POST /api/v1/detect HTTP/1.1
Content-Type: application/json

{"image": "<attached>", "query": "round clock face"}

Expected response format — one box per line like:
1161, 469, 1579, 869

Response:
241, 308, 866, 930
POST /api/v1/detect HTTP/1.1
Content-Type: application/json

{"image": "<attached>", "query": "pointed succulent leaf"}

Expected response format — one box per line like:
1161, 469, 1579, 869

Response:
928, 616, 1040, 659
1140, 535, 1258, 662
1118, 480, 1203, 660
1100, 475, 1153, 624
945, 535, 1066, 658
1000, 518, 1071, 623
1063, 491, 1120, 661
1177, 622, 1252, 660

━━━━━━━━━━━━━━━━

▸ Task statement: Each record needs to be duplicated exactly as given.

▸ Exercise answer:
POST /api/v1/detect HTTP/1.1
Content-Type: application/json

{"image": "<attached>", "query": "round clock face"}

Expected response format — one box per line like:
1161, 469, 1579, 869

Response:
241, 308, 866, 930
POST /api/v1/detect HTTP/1.1
Content-Type: application/json

{"image": "<attached>", "query": "pointed succulent leaf"}

Expected response format — one box per line like:
1161, 469, 1579, 869

Response:
928, 616, 1040, 659
1140, 535, 1258, 662
1118, 480, 1203, 660
1100, 475, 1153, 624
945, 535, 1066, 658
1000, 518, 1071, 623
1063, 491, 1120, 661
1177, 622, 1252, 660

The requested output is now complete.